# [TASK DIRECTIONS]
Reproduce all entries word for word.

# [THE DATA]
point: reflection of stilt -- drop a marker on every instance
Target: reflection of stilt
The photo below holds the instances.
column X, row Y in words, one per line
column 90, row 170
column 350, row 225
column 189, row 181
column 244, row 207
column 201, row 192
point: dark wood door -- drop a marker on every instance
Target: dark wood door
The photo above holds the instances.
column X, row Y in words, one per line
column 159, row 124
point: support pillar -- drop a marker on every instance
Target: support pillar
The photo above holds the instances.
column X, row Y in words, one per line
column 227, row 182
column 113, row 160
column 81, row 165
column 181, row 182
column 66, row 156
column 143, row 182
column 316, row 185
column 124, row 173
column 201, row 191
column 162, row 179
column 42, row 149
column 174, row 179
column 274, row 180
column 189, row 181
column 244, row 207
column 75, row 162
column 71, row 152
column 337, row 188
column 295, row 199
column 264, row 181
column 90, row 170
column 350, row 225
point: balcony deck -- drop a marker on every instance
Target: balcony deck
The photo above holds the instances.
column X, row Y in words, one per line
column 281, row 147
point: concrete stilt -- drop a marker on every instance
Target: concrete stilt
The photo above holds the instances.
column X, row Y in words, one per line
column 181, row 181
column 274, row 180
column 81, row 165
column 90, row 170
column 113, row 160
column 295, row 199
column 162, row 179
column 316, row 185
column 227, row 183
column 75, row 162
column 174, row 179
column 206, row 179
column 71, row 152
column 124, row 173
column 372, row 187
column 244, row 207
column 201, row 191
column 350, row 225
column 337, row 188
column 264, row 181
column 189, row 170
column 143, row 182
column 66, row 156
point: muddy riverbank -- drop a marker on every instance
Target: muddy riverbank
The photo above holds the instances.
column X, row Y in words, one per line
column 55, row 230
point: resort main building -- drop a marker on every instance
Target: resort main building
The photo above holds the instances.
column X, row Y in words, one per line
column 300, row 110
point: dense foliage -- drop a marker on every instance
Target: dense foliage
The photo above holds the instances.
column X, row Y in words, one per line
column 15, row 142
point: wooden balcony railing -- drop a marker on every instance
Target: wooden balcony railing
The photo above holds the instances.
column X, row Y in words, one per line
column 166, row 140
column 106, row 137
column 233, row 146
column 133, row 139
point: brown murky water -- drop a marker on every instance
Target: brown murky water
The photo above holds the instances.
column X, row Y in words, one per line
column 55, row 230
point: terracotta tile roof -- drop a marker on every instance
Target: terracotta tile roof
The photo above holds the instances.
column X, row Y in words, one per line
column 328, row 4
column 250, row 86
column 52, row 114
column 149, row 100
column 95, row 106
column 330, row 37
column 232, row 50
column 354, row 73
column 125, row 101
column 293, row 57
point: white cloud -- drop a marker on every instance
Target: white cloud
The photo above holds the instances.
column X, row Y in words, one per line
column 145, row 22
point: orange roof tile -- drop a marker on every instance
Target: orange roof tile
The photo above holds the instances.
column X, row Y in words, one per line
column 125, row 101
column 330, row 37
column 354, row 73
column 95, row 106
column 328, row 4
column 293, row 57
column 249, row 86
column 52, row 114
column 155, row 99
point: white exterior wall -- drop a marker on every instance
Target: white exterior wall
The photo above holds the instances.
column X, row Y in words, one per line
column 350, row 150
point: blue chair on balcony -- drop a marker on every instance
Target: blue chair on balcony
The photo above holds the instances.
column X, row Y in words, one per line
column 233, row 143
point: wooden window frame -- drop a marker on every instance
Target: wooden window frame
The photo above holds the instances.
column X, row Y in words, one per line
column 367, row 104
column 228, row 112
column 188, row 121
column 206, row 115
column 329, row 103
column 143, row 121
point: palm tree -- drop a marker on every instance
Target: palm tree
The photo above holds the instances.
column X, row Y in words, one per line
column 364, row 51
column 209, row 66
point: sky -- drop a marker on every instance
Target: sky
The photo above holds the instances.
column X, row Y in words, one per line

# [OUTPUT OF THE TASK]
point: reflection of stilt -- drop a marker on every instance
Target: reflection of stilt
The photo below holds the instances.
column X, row Y in words, one per line
column 90, row 170
column 350, row 225
column 189, row 181
column 244, row 207
column 201, row 192
point: dark wood door -- drop a marker on every instance
Target: dark wood door
The photo above holds the instances.
column X, row Y in words, one per line
column 159, row 124
point: support pillar -- drop a marker on every instance
Target: support pillar
The photo above holds the instances.
column X, row Y in words, one per line
column 227, row 182
column 113, row 160
column 81, row 165
column 181, row 182
column 66, row 156
column 143, row 182
column 316, row 185
column 124, row 173
column 201, row 191
column 162, row 179
column 42, row 149
column 174, row 179
column 274, row 180
column 189, row 181
column 244, row 207
column 75, row 162
column 71, row 152
column 337, row 188
column 295, row 199
column 264, row 181
column 90, row 170
column 350, row 225
point: balcony deck -- drop a marker on every instance
Target: balcony deck
The photo above holds the instances.
column X, row Y in words, one per line
column 281, row 147
point: concrete stilt -- drop a marker on every instance
Target: concrete stilt
The photo above holds the instances.
column X, row Y in words, one per line
column 181, row 181
column 274, row 180
column 81, row 165
column 90, row 170
column 113, row 160
column 295, row 199
column 162, row 179
column 316, row 185
column 227, row 183
column 75, row 162
column 174, row 179
column 206, row 179
column 71, row 152
column 124, row 173
column 372, row 187
column 244, row 207
column 201, row 191
column 350, row 225
column 337, row 188
column 264, row 181
column 189, row 170
column 143, row 182
column 66, row 156
point: muddy riverbank -- drop a marker on every instance
Target: muddy riverbank
The photo above holds the instances.
column X, row Y in words, one per line
column 55, row 230
point: resort main building -- drop a marker on every instance
Target: resort main building
The photo above holds the instances.
column X, row Y in words, one per line
column 300, row 110
point: dense foliage -- drop a marker on every instance
Target: dense foliage
The photo above holds the instances.
column X, row Y in words, one per line
column 15, row 142
point: wooden balcony railing -- drop a marker on every instance
Target: wooden balcony railing
The photo above holds the instances.
column X, row Y in words, one per line
column 166, row 140
column 106, row 137
column 233, row 146
column 133, row 139
point: brown murky water -- drop a marker on every instance
Target: brown murky water
The photo above holds the instances.
column X, row Y in words, one per line
column 55, row 230
point: terracotta tile roof -- drop a marker on every instance
Target: terracotta tile roof
The photo above holds the instances.
column X, row Y in words, one per line
column 328, row 4
column 250, row 86
column 52, row 114
column 149, row 100
column 95, row 106
column 330, row 37
column 232, row 50
column 354, row 73
column 125, row 101
column 293, row 57
point: white cloud -- drop a marker on every instance
Target: white cloud
The photo above holds the instances.
column X, row Y in words, one per line
column 145, row 22
point: orange roof tile -- drop a marker on every instance
Target: orange roof tile
The photo above holds the instances.
column X, row Y in words, one per line
column 125, row 101
column 330, row 37
column 354, row 73
column 95, row 106
column 328, row 4
column 293, row 57
column 249, row 86
column 52, row 114
column 155, row 99
point: white exterior wall -- drop a marker on every instance
Target: white exterior wall
The photo above holds the instances.
column X, row Y in words, one per line
column 350, row 150
point: blue chair on balcony -- drop a marker on every instance
Target: blue chair on balcony
The photo above holds the instances.
column X, row Y in words, one per line
column 233, row 143
point: wooden window frame -- drop a marker on every instance
Target: wooden window frame
The photo above holds the instances.
column X, row Y in words, one per line
column 367, row 104
column 228, row 112
column 188, row 121
column 206, row 115
column 329, row 103
column 143, row 121
point: palm tree -- drop a marker on every instance
Target: palm tree
The photo above holds the instances.
column X, row Y in words, one per line
column 364, row 51
column 209, row 66
point: sky -- drop a marker on every instance
Target: sky
The photo above holds the instances.
column X, row Y in words, one per line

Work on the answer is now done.